◆ Work item
What is needed is an exact repeat of the lines from the line containing "[point] at the badge with woman" through the final line of the entries below, and nothing else.

Saved data entries:
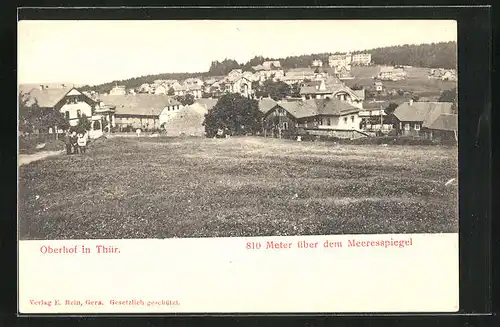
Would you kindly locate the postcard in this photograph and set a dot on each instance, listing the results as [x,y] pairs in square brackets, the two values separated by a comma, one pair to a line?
[237,166]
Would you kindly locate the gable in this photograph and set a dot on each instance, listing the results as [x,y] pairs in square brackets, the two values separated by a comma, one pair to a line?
[74,92]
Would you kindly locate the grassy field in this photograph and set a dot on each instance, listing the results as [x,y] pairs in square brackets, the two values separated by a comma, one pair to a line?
[197,187]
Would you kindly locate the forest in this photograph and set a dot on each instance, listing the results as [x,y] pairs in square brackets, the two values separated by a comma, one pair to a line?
[433,55]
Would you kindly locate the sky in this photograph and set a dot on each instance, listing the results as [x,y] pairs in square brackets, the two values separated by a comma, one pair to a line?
[95,52]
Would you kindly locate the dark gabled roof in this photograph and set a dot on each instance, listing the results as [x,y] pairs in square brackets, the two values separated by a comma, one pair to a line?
[266,104]
[445,122]
[300,108]
[206,103]
[334,107]
[138,104]
[425,112]
[315,107]
[314,90]
[46,98]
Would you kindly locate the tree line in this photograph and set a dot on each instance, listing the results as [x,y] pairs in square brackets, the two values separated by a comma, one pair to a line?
[433,55]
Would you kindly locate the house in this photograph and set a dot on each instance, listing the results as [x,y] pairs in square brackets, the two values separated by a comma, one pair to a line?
[361,59]
[315,90]
[179,90]
[73,104]
[137,111]
[171,108]
[145,88]
[327,117]
[235,73]
[299,75]
[449,75]
[195,90]
[193,81]
[342,60]
[161,89]
[390,73]
[322,117]
[118,90]
[269,65]
[317,63]
[443,128]
[189,119]
[376,119]
[413,116]
[237,83]
[443,74]
[343,72]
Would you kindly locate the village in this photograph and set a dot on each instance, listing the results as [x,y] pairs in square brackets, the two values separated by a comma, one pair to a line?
[248,138]
[330,100]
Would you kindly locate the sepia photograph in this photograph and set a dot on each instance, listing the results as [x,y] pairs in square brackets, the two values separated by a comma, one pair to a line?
[215,129]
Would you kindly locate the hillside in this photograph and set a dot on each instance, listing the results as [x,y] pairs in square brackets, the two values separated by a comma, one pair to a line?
[434,55]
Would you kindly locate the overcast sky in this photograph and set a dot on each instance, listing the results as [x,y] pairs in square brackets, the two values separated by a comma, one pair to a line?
[94,52]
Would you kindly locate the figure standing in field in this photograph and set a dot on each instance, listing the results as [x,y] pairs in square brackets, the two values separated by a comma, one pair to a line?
[67,142]
[74,142]
[82,142]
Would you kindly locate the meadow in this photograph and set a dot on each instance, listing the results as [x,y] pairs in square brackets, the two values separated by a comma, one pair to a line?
[242,186]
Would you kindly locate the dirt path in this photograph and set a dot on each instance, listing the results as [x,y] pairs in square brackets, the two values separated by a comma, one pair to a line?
[27,158]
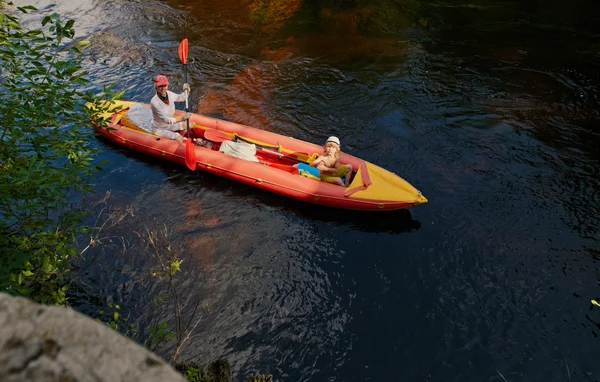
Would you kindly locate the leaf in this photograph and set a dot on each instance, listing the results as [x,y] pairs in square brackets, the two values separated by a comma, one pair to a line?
[82,43]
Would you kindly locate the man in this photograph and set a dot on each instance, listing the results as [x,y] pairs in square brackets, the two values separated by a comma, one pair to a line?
[163,110]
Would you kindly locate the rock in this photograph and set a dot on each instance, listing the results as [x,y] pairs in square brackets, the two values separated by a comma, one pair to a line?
[48,343]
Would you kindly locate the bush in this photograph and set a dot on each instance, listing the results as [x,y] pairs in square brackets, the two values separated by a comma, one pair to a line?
[46,161]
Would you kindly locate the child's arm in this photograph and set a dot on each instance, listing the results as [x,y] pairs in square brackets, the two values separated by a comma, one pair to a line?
[317,161]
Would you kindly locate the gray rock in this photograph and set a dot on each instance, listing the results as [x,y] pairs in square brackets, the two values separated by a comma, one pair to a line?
[48,343]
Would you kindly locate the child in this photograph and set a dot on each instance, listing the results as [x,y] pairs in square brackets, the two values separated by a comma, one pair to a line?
[330,169]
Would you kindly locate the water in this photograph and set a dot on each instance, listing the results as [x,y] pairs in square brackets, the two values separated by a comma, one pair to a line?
[489,108]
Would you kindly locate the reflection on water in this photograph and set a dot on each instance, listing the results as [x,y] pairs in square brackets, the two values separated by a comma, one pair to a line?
[489,108]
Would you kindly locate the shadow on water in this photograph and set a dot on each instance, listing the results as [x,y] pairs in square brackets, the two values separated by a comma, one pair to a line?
[392,222]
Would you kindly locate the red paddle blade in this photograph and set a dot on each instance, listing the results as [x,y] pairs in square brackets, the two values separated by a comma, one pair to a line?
[216,136]
[284,167]
[183,51]
[190,154]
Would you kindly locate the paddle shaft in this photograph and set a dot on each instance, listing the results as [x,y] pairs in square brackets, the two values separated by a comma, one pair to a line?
[220,136]
[187,94]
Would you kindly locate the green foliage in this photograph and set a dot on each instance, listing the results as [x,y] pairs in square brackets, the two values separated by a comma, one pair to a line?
[115,321]
[159,334]
[192,372]
[196,375]
[46,160]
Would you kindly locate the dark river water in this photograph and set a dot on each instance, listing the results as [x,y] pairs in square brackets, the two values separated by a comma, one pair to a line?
[490,108]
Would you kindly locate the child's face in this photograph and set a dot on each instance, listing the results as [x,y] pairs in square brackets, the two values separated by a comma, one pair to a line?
[330,149]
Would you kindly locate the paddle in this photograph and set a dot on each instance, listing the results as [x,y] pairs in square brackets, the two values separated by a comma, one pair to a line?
[220,136]
[190,152]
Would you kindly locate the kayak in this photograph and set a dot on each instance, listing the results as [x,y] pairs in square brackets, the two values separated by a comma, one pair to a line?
[279,163]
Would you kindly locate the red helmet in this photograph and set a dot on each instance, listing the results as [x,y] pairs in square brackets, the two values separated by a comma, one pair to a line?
[161,80]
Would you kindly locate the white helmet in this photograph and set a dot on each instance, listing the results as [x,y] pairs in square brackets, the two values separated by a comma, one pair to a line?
[334,140]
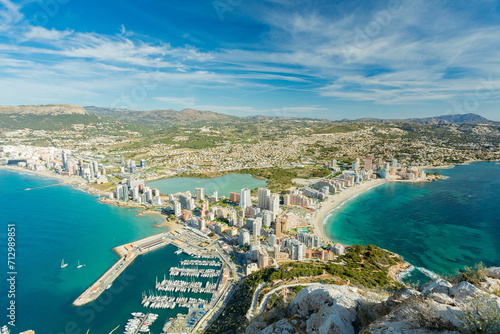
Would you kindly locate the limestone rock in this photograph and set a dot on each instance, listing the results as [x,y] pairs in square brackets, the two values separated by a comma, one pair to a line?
[280,327]
[439,285]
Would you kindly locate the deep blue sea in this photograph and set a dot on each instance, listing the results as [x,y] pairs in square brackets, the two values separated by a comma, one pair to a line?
[59,222]
[440,226]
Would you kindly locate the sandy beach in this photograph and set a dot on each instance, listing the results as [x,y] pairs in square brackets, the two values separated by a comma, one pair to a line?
[337,199]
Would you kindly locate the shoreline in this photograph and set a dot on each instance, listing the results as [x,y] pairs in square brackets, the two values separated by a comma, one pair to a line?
[79,184]
[336,200]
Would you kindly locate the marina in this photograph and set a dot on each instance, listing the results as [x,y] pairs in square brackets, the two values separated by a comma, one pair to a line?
[195,284]
[181,238]
[184,286]
[140,323]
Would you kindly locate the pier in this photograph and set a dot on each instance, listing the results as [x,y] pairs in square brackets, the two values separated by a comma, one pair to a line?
[127,253]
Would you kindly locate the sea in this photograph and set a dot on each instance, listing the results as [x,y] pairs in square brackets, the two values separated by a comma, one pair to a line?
[59,222]
[438,226]
[223,184]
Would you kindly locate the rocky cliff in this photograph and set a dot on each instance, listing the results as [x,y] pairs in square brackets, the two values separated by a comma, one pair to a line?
[437,307]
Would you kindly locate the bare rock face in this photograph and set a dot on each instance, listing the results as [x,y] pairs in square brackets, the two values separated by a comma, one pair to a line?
[329,308]
[49,109]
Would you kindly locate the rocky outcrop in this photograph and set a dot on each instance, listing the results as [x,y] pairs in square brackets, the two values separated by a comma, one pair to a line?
[437,307]
[49,109]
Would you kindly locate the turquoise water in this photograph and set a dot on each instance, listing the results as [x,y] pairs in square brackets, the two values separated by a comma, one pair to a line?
[61,222]
[440,226]
[223,184]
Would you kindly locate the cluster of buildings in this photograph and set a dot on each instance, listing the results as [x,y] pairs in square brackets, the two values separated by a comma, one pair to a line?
[260,225]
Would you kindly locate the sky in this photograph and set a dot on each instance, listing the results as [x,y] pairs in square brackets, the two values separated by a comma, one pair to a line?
[303,58]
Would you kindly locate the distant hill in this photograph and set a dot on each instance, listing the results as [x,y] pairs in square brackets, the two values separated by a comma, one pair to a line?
[49,109]
[168,116]
[445,119]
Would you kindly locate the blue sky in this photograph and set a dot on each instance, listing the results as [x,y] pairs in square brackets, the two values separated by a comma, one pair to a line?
[328,59]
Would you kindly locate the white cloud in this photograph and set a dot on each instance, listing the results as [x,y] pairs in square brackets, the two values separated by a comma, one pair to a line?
[9,15]
[41,33]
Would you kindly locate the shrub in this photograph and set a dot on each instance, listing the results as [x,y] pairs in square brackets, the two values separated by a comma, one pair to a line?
[472,275]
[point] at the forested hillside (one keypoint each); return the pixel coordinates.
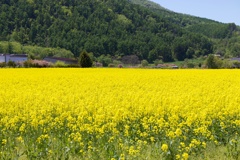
(225, 37)
(103, 27)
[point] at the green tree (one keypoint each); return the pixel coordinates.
(85, 60)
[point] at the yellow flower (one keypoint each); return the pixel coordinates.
(4, 142)
(164, 147)
(185, 156)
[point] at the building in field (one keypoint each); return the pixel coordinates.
(64, 60)
(17, 58)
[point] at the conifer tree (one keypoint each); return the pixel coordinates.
(85, 60)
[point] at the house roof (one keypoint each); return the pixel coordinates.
(18, 55)
(61, 59)
(15, 55)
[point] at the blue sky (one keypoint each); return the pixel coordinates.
(226, 11)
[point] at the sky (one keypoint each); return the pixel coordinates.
(226, 11)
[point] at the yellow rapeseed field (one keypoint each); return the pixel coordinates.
(116, 113)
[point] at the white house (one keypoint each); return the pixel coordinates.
(13, 57)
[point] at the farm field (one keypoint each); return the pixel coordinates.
(118, 113)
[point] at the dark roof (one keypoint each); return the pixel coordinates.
(18, 55)
(61, 59)
(14, 55)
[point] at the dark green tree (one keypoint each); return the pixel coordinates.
(85, 60)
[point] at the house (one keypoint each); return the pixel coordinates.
(13, 57)
(166, 65)
(65, 60)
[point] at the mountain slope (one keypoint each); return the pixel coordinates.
(114, 27)
(225, 37)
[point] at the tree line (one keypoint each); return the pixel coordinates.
(103, 27)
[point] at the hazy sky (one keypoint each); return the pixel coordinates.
(226, 11)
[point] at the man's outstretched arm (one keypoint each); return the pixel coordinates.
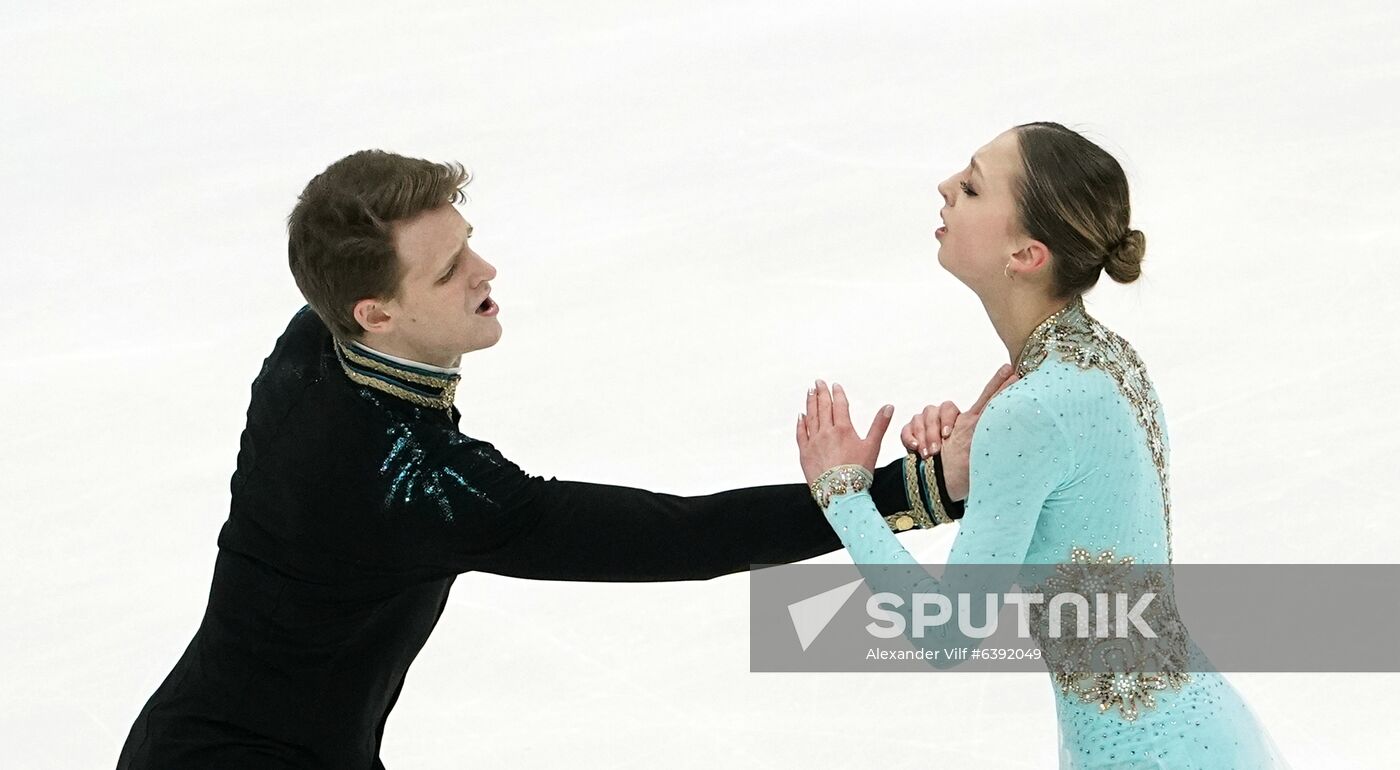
(513, 524)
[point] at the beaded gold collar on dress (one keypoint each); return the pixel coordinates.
(1049, 331)
(412, 384)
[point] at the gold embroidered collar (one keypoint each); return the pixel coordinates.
(412, 384)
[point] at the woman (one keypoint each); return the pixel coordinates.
(1068, 461)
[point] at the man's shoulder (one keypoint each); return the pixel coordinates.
(297, 363)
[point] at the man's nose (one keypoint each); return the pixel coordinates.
(945, 189)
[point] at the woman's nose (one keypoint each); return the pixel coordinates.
(945, 189)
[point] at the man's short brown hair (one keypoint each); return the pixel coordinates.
(339, 235)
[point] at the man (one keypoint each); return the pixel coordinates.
(357, 500)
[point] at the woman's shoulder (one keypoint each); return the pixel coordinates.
(1074, 353)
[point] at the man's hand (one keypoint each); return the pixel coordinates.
(826, 437)
(958, 444)
(927, 430)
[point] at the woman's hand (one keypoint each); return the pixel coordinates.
(826, 437)
(958, 445)
(927, 431)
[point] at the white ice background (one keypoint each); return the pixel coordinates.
(696, 209)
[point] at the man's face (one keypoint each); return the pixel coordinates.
(443, 308)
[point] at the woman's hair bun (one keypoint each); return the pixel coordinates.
(1124, 261)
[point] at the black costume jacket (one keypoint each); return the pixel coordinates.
(354, 506)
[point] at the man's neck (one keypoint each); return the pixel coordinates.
(409, 360)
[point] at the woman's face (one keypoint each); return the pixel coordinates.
(980, 227)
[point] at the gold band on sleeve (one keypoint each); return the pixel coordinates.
(940, 510)
(917, 515)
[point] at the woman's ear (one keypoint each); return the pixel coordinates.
(1032, 258)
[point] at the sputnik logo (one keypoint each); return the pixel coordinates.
(812, 615)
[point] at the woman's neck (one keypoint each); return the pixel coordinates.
(1015, 314)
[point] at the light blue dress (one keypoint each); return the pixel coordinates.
(1070, 466)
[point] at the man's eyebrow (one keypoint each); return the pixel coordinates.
(452, 259)
(458, 252)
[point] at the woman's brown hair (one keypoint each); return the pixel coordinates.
(1074, 198)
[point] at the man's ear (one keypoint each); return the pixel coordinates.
(373, 315)
(1032, 258)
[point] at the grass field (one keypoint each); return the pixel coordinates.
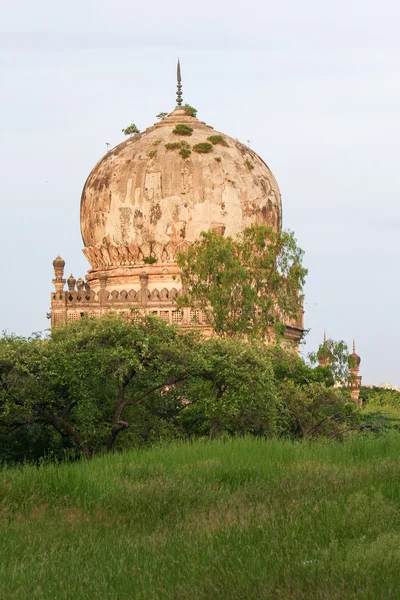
(242, 519)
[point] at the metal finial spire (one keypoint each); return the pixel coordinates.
(179, 86)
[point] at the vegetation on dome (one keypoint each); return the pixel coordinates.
(203, 148)
(183, 147)
(190, 110)
(173, 145)
(218, 139)
(182, 129)
(130, 130)
(150, 260)
(185, 152)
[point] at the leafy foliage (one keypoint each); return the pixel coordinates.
(173, 145)
(247, 286)
(203, 147)
(86, 377)
(190, 110)
(218, 139)
(183, 146)
(131, 129)
(182, 129)
(313, 410)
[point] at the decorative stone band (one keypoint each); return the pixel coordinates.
(133, 296)
(109, 255)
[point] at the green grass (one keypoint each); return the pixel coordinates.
(242, 519)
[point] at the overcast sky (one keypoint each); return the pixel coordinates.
(314, 85)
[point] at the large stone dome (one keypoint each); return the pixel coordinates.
(156, 189)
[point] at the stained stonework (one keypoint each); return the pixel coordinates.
(142, 192)
(150, 197)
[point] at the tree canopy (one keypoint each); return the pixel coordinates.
(250, 285)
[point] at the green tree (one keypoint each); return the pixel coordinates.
(85, 378)
(131, 129)
(250, 285)
(233, 390)
(313, 410)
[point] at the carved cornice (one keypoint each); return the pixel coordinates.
(109, 255)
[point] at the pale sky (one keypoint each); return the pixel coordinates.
(314, 85)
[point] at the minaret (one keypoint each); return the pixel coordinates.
(323, 354)
(179, 86)
(355, 379)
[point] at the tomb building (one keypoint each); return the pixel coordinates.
(150, 197)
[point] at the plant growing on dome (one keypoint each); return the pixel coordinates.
(218, 139)
(185, 152)
(190, 110)
(203, 148)
(150, 260)
(249, 285)
(182, 129)
(131, 129)
(173, 146)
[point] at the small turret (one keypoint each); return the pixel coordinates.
(71, 281)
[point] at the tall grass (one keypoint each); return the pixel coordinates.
(240, 519)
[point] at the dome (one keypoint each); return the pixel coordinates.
(161, 187)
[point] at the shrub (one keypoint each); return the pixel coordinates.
(131, 129)
(203, 148)
(185, 152)
(217, 139)
(190, 110)
(182, 129)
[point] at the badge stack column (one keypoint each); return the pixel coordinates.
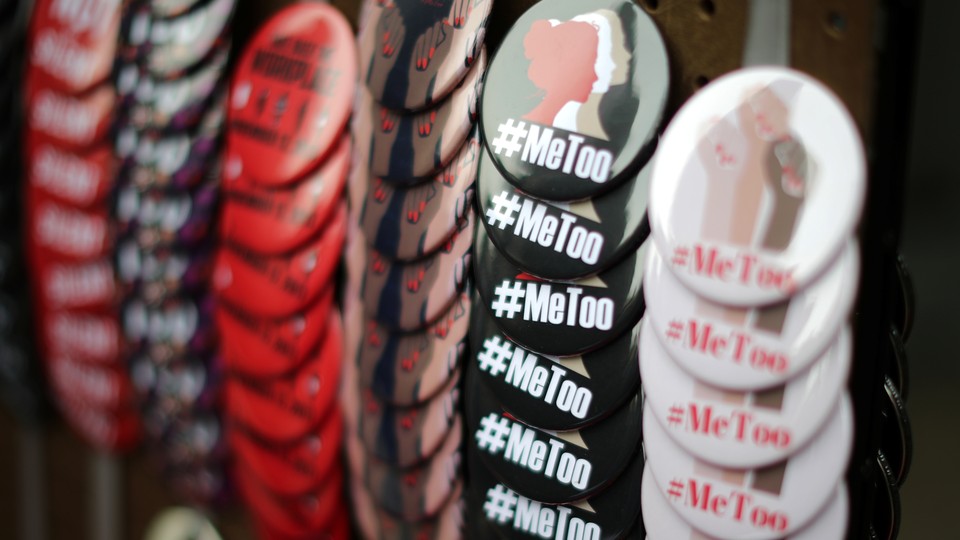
(170, 79)
(570, 115)
(20, 383)
(748, 427)
(283, 228)
(70, 105)
(408, 261)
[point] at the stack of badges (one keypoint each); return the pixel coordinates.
(171, 85)
(20, 385)
(745, 350)
(570, 116)
(70, 104)
(410, 249)
(283, 227)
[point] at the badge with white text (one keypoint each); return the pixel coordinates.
(747, 349)
(418, 51)
(556, 240)
(575, 96)
(559, 318)
(757, 186)
(550, 392)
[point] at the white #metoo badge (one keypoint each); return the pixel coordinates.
(758, 182)
(736, 429)
(751, 504)
(748, 349)
(663, 523)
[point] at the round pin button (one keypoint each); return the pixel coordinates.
(737, 429)
(663, 522)
(291, 94)
(405, 369)
(770, 502)
(549, 392)
(420, 492)
(265, 347)
(412, 295)
(608, 515)
(272, 221)
(279, 286)
(749, 349)
(757, 187)
(407, 436)
(560, 318)
(549, 466)
(404, 146)
(420, 51)
(411, 222)
(562, 240)
(575, 96)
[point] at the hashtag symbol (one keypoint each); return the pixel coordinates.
(675, 331)
(509, 137)
(504, 207)
(508, 299)
(676, 489)
(493, 358)
(675, 417)
(500, 504)
(680, 256)
(492, 435)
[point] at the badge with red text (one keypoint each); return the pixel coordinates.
(291, 93)
(662, 521)
(553, 467)
(406, 369)
(406, 436)
(419, 51)
(559, 318)
(556, 240)
(417, 145)
(411, 222)
(286, 408)
(296, 469)
(279, 286)
(754, 504)
(80, 179)
(738, 429)
(410, 296)
(420, 492)
(77, 122)
(575, 96)
(758, 185)
(609, 515)
(747, 349)
(550, 392)
(277, 220)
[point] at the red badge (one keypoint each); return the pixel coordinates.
(292, 93)
(272, 221)
(284, 285)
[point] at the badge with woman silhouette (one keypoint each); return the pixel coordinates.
(759, 182)
(574, 98)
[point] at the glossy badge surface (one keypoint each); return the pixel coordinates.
(414, 53)
(575, 96)
(292, 93)
(560, 318)
(757, 186)
(555, 240)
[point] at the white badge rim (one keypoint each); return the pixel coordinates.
(807, 483)
(832, 139)
(663, 523)
(808, 334)
(809, 399)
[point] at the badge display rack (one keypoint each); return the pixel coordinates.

◆ Answer below
[point] at the badge with woman silhouette (one keypoint each); return the pixel coordinates.
(759, 182)
(574, 98)
[point] at the glossy badge surface (one keypoint each); return the pixel coordinates.
(414, 53)
(575, 96)
(292, 93)
(560, 318)
(757, 186)
(555, 240)
[point] at the white badge rim (one keypoint each); return the pixel coordinates.
(807, 483)
(832, 139)
(663, 523)
(808, 334)
(809, 399)
[point] at the badge display rack (one keypoint each); return the pixel coordinates.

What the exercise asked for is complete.